_Alıştırma tanımı_: Quant Network hakkındaki metne göre şu ifadelerin her birinin doğru olup olmadığını evet ya da hayır ile belirtin ve kararınızı dayandırdığınız sözleri metinden aynen alıntılayın. (a) Gilbert Verdian, blockchain standardizasyon girişimlerine 2015'te öncülük etmiştir. (b) Verdian yalnızca İngiltere hükümetinde çalışmıştır. (c) Overledger, tek bir blockchain ile çalışacak şekilde tasarlanmış bir API'dir.

+++ Gösterilen metin

Quant’ın Tanımı ve Ortaya Çıkışı
Quant Network’ün temel hedefi, blockchain teknolojilerinin mevcut internet ve kurum sistemleriyle uyumlu çalışabilirliğini (blockchainler arası uyumluluk) sağlamak. Kurucusu Gilbert Verdian, hem İngiltere hem de Avustralya hükümetlerinde çalışırken farklı veritabanları ve sistemler arasında iletişim kopukluğu yaşandığını görmüş ve bunu gidermek için 2015’te blockchain standardizasyon girişimlerine öncülük etmiş. İşte bu vizyon doğrultusunda Quant Network nedir sorusunun cevabı olarak ortaya çıkan Overledger altyapısı, internetteki ağlar arası iletişim eksikliğini giderecek bir “ağların ağı” teknolojisi olarak tanımlanıyor. Overledger nedir? En basit haliyle Overledger, birden fazla blockchain ve dağıtık defter sistemini tek bir çatı altında bağlayan evrensel bir API ağ geçidi. Bu platform, blockchainler ile geleneksel ağlar arasında adeta köprü kurarak farklı protokollerin birlikte çalışmasına imkan tanıyor. Böylece kurumlar, bankalar veya devlet sistemleri, arka plandaki hangi blockchain olursa olsun Overledger üzerinden hepsiyle tek noktadan iletişim kurabiliyor.

++++++
+++ Ham malzeme

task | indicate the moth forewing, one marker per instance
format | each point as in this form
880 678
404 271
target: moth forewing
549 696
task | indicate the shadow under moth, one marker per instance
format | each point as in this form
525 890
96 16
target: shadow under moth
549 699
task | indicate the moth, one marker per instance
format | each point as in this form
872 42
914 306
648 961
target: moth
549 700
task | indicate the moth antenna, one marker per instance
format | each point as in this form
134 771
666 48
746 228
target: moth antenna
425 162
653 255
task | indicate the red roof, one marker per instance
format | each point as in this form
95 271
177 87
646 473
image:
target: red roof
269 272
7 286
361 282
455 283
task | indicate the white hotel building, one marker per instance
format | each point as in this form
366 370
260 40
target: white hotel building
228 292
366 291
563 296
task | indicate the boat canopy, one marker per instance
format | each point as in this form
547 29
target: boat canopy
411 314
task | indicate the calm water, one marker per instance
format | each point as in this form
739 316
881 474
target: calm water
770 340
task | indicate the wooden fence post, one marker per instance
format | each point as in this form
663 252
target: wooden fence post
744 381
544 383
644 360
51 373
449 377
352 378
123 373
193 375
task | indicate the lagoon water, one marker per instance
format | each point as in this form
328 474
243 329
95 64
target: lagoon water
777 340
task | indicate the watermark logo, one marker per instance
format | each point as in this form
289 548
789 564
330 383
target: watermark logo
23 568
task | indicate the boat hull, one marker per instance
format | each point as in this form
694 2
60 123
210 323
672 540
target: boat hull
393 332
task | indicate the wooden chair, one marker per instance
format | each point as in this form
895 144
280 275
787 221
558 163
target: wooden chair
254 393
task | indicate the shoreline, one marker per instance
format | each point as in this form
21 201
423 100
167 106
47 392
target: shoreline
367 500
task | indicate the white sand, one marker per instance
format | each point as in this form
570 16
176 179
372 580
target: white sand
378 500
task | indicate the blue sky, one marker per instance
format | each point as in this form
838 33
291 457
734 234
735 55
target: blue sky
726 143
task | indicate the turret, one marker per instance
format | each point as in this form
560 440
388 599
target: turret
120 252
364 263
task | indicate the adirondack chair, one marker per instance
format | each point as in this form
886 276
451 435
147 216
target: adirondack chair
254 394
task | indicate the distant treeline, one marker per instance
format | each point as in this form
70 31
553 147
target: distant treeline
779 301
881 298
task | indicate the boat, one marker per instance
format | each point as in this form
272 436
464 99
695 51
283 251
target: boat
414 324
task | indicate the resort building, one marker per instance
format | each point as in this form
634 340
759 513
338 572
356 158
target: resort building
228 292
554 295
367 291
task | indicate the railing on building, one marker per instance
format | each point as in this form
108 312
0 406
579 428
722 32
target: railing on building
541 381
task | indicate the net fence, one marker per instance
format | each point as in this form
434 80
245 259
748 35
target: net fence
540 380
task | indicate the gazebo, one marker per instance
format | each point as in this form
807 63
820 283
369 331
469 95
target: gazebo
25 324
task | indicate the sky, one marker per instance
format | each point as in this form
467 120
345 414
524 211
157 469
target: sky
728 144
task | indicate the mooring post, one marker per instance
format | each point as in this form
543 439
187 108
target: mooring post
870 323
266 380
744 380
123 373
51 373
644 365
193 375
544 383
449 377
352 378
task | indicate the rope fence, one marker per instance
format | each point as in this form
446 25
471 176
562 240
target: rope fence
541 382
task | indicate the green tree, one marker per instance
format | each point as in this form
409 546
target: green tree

++++++

_Çözülmüş alıştırma_:
(a) Evet: "bunu gidermek için 2015’te blockchain standardizasyon girişimlerine öncülük etmiş"
(b) Hayır: "hem İngiltere hem de Avustralya hükümetlerinde çalışırken"
(c) Hayır: "birden fazla blockchain ve dağıtık defter sistemini tek bir çatı altında bağlayan evrensel bir API ağ geçidi"